+++ PASSAGE TO READ
As the world marked Nurses Day this week, gender disparity in the profession came into sharp focus with only 13 per cent of the world's nurses being men.
In Kenya, 24 per cent of nurses are male. In other words, for every ten nurses, just about two are male.
However, according to Seth Panyako, the secretary-general of Kenya National Union of Nurses (KNUN), the world doesn't need more men in the nursing profession but more professional nurses - both male and female.
“There is no crisis to warrant that we encourage more men to become nurses,” Panyako says.
According to World Health Organisation (WHO) Global Health Observatory Data, 2014, Kenya has 1.2 nursing/midwifery personnel for 1000 population.
The recommended number, however, is 2.5 nursing/midwifery personnel for 1000 population.
Alfred Abengo, the president of the National Nurses Association of Kenya (NNAK) believes that men do not need, per se, to be enticed into taking up nursing, saying, “Just pay nurses well and it will attract interest from everyone.”
In Kenya, the average person expects a nurse to be female. “This is because many of our cultures associate the work nurses do to female gender roles,” says Caleb Maloba, a registered nurse, currently with Vihiga County’s Ministry of Health.
He adds: “Traditionally nursing was associated with the birthing of babies and attending to wounds and injuries. This kind of work was thought of as women’s work, hence the fallacy that nursing is a woman’s job.”
Panyako says that nursing was not always thought of as a female-only career.
“During wars nurses were mostly male. This was the case until Florence Nightingale’s time. It is Nightingale that redefined nursing – associating it strongly to women,” Panyako says.
Some scholars have argued in the same manner.
Writing in the journal ‘Links to Health and Social Care’ David Ross of Liverpool John Moores University opines that Nightingale’s perception of nursing as feminine is where the shift occurred.
Dr Heather Whitford, from the University of Dundee, and Dr James Taylor, from the University of the West of Scotland, remarked in 2018 that perhaps Nightingale’s declarations that nursing comes naturally to women has had a “long-term unintended consequence” – which has kept men off.
++++++
+++ RECORD EXCERPTS
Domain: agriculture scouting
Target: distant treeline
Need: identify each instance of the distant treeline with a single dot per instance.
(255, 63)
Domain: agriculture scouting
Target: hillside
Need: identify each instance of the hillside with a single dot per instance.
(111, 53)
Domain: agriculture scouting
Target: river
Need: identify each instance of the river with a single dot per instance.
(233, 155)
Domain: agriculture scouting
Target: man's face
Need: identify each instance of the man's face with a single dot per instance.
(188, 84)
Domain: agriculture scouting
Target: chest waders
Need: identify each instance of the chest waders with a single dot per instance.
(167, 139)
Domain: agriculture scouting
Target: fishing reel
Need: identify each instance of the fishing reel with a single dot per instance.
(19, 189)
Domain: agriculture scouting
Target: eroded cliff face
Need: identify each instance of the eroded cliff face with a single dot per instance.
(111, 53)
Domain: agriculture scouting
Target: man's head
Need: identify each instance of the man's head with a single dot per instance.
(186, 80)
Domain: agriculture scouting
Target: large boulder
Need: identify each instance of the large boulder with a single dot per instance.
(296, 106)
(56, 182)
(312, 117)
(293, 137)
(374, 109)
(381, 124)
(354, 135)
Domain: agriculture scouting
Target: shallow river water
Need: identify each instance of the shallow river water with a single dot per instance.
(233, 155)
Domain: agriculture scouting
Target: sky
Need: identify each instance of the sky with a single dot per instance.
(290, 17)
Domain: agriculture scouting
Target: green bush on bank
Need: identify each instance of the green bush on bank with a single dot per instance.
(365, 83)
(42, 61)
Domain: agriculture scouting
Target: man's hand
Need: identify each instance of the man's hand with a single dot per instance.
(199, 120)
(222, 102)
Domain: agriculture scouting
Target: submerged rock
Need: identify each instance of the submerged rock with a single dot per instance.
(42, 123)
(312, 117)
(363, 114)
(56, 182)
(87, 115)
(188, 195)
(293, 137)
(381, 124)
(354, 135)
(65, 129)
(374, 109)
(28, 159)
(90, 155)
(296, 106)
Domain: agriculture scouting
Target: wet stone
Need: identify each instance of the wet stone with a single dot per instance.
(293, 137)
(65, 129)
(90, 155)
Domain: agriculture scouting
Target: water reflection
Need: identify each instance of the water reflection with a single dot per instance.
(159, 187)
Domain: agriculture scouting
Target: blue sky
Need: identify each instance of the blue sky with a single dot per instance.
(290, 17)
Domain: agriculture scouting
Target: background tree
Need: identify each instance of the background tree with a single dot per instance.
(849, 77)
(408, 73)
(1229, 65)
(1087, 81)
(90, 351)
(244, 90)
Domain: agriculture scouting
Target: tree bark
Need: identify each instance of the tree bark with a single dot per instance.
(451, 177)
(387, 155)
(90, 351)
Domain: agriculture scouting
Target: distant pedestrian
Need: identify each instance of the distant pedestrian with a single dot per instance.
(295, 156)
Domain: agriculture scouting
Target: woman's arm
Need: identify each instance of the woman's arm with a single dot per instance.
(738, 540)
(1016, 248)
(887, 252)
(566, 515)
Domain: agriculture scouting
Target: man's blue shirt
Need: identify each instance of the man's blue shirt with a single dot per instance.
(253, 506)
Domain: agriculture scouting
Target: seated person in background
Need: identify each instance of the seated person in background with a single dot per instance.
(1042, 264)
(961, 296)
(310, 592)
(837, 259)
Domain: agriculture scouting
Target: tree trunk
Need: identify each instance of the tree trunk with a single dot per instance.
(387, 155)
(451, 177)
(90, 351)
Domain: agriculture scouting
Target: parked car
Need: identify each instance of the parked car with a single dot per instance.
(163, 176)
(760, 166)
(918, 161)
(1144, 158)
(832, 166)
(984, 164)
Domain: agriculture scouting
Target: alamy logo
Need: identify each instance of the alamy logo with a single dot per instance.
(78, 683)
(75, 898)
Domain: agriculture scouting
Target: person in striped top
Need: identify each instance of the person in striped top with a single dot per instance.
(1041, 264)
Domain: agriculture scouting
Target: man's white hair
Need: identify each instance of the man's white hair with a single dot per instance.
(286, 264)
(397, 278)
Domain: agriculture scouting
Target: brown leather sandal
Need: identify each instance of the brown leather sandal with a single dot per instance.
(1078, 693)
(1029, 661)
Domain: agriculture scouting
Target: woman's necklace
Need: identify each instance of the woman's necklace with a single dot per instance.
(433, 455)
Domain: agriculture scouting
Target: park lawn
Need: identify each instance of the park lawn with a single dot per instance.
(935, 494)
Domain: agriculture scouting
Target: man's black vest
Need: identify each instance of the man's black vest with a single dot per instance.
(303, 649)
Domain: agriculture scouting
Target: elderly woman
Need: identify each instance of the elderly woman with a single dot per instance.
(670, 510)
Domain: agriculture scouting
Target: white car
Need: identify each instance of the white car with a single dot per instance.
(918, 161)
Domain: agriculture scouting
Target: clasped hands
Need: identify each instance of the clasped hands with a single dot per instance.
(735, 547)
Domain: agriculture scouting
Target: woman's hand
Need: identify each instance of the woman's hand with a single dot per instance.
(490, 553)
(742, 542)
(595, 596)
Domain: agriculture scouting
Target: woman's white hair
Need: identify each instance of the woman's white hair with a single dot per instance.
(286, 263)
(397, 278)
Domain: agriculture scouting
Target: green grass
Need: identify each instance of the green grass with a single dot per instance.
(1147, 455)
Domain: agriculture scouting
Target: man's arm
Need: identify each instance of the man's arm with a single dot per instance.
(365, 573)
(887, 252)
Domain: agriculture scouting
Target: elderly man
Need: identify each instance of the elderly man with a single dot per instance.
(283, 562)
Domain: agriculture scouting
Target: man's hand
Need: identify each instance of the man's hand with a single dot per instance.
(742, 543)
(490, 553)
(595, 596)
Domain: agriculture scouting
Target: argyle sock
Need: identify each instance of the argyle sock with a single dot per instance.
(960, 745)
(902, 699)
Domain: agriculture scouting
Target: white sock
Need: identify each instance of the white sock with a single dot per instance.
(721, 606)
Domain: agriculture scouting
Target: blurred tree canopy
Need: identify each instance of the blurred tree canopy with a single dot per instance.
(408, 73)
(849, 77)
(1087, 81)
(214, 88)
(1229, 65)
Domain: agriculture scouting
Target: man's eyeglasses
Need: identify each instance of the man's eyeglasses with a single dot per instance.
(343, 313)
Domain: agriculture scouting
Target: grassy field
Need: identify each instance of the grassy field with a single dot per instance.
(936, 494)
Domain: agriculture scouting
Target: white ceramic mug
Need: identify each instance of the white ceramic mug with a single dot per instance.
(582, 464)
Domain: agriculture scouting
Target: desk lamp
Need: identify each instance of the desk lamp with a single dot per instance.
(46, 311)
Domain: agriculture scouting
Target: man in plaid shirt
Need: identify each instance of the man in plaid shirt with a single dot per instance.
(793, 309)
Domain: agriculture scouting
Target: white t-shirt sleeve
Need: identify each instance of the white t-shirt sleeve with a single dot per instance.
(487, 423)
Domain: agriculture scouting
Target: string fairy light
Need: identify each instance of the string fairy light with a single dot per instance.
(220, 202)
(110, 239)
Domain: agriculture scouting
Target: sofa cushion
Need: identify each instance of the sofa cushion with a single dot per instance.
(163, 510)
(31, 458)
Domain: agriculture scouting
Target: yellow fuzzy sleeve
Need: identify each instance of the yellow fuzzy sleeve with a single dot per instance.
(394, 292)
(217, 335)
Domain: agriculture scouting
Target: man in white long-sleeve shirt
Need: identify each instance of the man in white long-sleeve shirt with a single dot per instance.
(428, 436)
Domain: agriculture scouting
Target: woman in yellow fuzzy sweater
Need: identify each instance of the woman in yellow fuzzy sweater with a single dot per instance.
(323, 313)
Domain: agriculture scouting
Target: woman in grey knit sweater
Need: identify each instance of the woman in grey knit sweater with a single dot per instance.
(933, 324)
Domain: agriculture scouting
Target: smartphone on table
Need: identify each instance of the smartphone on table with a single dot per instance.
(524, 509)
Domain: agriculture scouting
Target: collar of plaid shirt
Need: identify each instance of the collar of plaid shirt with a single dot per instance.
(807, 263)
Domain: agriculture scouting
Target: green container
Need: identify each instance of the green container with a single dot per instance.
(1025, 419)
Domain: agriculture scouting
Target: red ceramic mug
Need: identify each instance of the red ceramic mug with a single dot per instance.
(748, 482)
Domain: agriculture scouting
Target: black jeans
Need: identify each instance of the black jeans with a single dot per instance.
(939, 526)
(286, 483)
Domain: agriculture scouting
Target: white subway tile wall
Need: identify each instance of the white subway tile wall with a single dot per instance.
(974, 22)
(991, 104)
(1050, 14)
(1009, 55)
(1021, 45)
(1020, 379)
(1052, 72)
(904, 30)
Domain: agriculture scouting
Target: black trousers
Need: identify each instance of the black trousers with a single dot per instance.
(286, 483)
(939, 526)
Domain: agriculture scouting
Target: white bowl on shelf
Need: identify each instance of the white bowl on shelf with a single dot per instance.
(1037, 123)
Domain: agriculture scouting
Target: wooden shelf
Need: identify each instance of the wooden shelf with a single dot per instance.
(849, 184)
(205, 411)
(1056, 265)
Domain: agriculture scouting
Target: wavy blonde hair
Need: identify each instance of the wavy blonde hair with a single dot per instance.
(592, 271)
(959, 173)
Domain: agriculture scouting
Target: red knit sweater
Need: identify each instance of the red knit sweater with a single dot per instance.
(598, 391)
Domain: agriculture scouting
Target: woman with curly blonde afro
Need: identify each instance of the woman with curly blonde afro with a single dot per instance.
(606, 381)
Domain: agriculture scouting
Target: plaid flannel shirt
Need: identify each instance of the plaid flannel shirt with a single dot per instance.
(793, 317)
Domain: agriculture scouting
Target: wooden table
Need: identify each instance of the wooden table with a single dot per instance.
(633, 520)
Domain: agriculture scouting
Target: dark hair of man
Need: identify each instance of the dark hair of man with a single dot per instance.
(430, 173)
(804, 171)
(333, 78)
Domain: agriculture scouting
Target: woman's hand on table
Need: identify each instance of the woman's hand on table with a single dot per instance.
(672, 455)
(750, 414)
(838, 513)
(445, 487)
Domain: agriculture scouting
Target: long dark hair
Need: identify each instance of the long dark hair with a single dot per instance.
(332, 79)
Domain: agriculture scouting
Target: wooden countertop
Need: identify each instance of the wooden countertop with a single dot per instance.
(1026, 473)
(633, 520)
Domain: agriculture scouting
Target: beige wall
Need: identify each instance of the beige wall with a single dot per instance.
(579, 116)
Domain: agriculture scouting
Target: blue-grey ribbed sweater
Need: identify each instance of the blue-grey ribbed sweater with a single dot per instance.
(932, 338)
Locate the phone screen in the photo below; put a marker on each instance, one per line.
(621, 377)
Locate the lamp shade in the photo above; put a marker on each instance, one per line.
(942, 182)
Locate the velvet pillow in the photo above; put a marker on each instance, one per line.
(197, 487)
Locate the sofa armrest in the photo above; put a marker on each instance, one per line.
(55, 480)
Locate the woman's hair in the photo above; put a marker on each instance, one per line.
++++++
• [TO DO]
[a] In the article on men in nursing, what share of Kenya's nurses are male?
[b] From the article on men in nursing, print everything from "Panyako says that" down to "kept men off.", word for word.

• [EXPECTED RESULTS]
[a] 24 per cent

[b]
Panyako says that nursing was not always thought of as a female-only career.
“During wars nurses were mostly male. This was the case until Florence Nightingale’s time. It is Nightingale that redefined nursing – associating it strongly to women,” Panyako says.
Some scholars have argued in the same manner.
Writing in the journal ‘Links to Health and Social Care’ David Ross of Liverpool John Moores University opines that Nightingale’s perception of nursing as feminine is where the shift occurred.
Dr Heather Whitford, from the University of Dundee, and Dr James Taylor, from the University of the West of Scotland, remarked in 2018 that perhaps Nightingale’s declarations that nursing comes naturally to women has had a “long-term unintended consequence” – which has kept men off.